Extract:
Analysis of experiments: General features. The options for analyzing all factorial, response surface, and mixture designs are general in nature, can handle unbalanced and incomplete designs, and give the user full control of the choice of models to be fitted to the data. The program will compute the generalized inverse of the X'X matrix (where X stands for the design matrix) to determine the estimable effects, and the effects that are aliases of other effects. The program will then automatically report the table of aliases and compute the parameter estimates for all non-redundant effects. You can also manually "toggle" specific effects in and out of the current model quickly and easily, and observe the effect on the overall fit. All analyses can be performed in terms of recoded factor values or the original factor values, and a large number of output options are provided to review the parameter estimates, analysis of variance table, etc. Numerous additional options are provided for exploring the predicted (fitted) means, surfaces, etc.; these options will be further described in the context of the respective designs below.

Residual analyses and transformations Residual analyses and transformations. A large number of graphs and other output options are provided for further analyses of residuals from a given model. Specifically, the program will compute predicted (fitted) and residual values and their standard errors, user-defined prediction intervals and confidence intervals for the predicted (fitted) values, standardized predicted and residual values, studentized residuals, deleted residuals, studentized deleted residuals, leverage scores, Mahalanobis and Cook distances, and DFFIT and standardized DFFIT values. All of these residual statistics can be saved for further analysis using other STATISTICA modules (e.g., in order to analyze serial correlations of errors via the Time Series module). Also, these residual statistics for each observation can be reviewed in the order of the observation (case) numbers, or displayed in the order sorted by their magnitudes; thus, outliers with respect to any of the residual statistics can quickly be identified. As further aids for evaluating the fit of the respective model, and for identifying outliers, you can review histograms of residual (and deleted residual) and predicted values, scatterplots of (deleted) residual versus predicted values, or normal, half-normal, and de-trended normal probability plots of (deleted) residuals. Also, as a check for serial correlation of residuals, you can plot the (deleted) residual values against the case numbers. In all plots of individual observations (e.g., residual values for cases), the points are identified by their respective case numbers or labels, and therefore, it is very easy to identify outliers in a dataset. Finally, maximum-likelihood lambda values can be computed for the Box-Cox transformation of the response variables; a plot of the residual sums of squares versus lambda, along with the confidence limit of lambda, accompanies the results in the Box-Cox transformation plot.

Back to Top

Response (Desirability) ProfilerOptimization of single or multiple response variables: The response (desirability) profiler. A unique set of options is provided to allow the user to interactively optimize single or multiple response variables, given the current model. First, for second-order response surface models and mixture surface models, the program will compute the factor settings associated with the minimum, maximum, or saddle point value of the respective surface (i.e., determine the critical value of the current surface, along with the respective eigenvalues and eigenvectors, to indicate the curvature and orientation of the quadratic response surface). Note that for mixture designs, the desirability profiler options are not based on a simple reparameterization of the mixture model to an unconstrained surface model (which can lead to erroneous results, such as optimum factor settings that are not valid mixtures); instead all computations will be performed based on the actual (currently fitted constrained) mixture model. Thus, when searching for the optimum factor settings given the desirability function for one or more response variables, it is assured that only the constrained (mixture) experimental region is inspected, and that the resulting factor settings sum to a valid mixture. Second, a comprehensive set of graphical options is provided for visualizing the predicted values of one or more response variables as a function of each factor in the analysis, while holding all other factors constant at particular values. Specifically, for multiple response variables you can specify a desirability function that reflects the most desirable value for each response variable, and the importance of each variable for the overall desirability. Then you can plot the profiles of the desirability function (computed from the predicted values of each response variable) across a user-defined number of levels for each factor. Also, the profiles for each individual response variable, along with confidence intervals, can be displayed in the same graph.

Task directions:
Answer these questions from the extract on experiment analysis.
(a) What does the program compute to determine the estimable effects and their aliases?
(b) What values can be computed for the Box-Cox transformation of the response variables?
(c) For mixture designs, on what model are all desirability profiler computations based?
Base every response solely on the extract above.

Given information:

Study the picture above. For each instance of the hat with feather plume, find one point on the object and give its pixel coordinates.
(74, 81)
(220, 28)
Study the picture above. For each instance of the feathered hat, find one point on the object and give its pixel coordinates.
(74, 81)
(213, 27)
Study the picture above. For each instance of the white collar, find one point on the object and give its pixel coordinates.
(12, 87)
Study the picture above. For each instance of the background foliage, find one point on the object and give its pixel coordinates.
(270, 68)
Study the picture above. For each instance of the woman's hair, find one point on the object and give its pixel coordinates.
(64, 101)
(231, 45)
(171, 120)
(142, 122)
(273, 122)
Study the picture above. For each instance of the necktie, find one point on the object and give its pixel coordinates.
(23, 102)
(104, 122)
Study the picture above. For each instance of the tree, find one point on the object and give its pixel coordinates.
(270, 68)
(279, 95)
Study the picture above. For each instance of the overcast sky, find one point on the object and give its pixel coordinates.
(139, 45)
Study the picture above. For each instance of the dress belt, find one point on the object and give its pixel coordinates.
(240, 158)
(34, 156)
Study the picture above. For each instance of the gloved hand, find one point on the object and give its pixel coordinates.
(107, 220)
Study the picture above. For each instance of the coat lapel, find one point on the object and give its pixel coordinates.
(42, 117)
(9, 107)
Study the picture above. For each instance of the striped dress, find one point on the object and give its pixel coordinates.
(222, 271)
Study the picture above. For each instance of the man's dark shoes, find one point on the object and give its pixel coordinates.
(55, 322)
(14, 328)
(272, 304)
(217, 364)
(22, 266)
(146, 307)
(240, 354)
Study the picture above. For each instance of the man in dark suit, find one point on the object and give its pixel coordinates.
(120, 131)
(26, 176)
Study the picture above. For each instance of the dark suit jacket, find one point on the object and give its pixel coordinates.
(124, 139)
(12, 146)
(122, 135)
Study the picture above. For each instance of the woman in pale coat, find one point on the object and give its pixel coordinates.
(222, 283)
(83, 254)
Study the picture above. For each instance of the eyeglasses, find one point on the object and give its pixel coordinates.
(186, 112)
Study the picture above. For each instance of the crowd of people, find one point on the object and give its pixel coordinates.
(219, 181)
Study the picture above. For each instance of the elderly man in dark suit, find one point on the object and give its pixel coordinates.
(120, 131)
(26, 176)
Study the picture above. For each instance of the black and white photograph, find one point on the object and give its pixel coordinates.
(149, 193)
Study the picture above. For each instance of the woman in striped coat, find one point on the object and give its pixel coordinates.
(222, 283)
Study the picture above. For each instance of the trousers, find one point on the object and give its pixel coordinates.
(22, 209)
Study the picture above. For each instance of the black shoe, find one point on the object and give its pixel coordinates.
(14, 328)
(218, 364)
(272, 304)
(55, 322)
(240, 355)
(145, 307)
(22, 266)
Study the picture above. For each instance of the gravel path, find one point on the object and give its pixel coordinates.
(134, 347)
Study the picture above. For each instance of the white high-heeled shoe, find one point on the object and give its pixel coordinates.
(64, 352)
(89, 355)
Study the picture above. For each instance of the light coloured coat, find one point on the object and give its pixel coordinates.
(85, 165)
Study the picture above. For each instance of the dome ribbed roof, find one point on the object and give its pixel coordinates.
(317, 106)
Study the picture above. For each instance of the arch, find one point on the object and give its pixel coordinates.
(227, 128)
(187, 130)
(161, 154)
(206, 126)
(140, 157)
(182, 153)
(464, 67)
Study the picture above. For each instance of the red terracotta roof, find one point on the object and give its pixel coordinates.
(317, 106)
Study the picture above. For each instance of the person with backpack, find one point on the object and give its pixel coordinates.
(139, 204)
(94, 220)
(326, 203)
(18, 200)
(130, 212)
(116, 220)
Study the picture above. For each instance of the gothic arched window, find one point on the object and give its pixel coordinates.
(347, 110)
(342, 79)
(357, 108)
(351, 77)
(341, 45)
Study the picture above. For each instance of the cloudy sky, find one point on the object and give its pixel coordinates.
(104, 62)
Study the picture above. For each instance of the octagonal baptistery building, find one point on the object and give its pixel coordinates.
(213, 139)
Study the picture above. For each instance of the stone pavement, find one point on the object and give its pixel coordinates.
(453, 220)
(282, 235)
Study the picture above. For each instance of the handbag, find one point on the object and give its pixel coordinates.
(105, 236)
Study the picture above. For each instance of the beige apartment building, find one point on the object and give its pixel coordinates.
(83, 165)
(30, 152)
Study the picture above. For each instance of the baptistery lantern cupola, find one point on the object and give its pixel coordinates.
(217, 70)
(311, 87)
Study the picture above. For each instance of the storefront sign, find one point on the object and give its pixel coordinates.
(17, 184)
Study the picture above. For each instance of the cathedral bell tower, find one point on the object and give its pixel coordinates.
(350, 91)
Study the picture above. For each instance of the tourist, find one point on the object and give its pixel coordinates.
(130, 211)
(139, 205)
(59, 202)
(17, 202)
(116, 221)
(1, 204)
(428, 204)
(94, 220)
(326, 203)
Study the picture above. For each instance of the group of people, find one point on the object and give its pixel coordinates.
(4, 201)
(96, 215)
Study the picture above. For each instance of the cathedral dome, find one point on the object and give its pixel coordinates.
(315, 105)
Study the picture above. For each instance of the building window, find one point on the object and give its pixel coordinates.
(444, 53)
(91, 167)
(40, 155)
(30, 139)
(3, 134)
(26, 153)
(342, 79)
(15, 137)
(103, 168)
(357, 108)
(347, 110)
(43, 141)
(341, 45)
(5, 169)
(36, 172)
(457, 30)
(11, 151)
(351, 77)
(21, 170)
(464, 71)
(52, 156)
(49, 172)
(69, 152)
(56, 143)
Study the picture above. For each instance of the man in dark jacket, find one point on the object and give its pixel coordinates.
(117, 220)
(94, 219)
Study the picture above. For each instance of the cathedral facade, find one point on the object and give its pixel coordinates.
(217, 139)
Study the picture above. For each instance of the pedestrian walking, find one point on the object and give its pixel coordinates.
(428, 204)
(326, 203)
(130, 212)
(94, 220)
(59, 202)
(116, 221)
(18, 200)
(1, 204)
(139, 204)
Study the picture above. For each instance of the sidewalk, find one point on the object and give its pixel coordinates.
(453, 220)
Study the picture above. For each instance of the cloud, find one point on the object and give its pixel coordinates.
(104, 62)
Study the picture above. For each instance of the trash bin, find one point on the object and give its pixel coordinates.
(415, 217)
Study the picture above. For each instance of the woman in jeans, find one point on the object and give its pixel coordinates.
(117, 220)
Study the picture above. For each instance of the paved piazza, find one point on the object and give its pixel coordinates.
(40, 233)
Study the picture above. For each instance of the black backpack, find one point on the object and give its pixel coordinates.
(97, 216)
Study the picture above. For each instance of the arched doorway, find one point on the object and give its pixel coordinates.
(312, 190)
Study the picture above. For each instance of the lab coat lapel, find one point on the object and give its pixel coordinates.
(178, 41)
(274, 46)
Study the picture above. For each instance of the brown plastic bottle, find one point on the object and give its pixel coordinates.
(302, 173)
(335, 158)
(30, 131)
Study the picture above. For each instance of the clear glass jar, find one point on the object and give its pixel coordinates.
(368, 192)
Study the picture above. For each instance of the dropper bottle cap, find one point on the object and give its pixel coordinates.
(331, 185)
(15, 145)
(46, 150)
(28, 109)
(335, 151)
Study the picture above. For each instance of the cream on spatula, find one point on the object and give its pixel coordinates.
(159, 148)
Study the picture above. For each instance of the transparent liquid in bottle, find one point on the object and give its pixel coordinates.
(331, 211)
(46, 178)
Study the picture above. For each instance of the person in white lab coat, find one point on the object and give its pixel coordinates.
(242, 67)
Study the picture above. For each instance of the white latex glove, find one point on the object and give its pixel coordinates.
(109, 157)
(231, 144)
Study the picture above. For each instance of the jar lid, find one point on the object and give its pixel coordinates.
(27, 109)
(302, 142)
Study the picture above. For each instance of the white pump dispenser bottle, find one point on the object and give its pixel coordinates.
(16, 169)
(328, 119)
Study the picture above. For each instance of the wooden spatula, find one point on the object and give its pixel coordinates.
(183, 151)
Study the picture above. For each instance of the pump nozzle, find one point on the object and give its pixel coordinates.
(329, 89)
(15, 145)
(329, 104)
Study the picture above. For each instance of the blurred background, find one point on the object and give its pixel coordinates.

Answer to the exercise:
(a) The generalized inverse of the X'X matrix.
(b) Maximum-likelihood lambda values.
(c) The actual (currently fitted constrained) mixture model.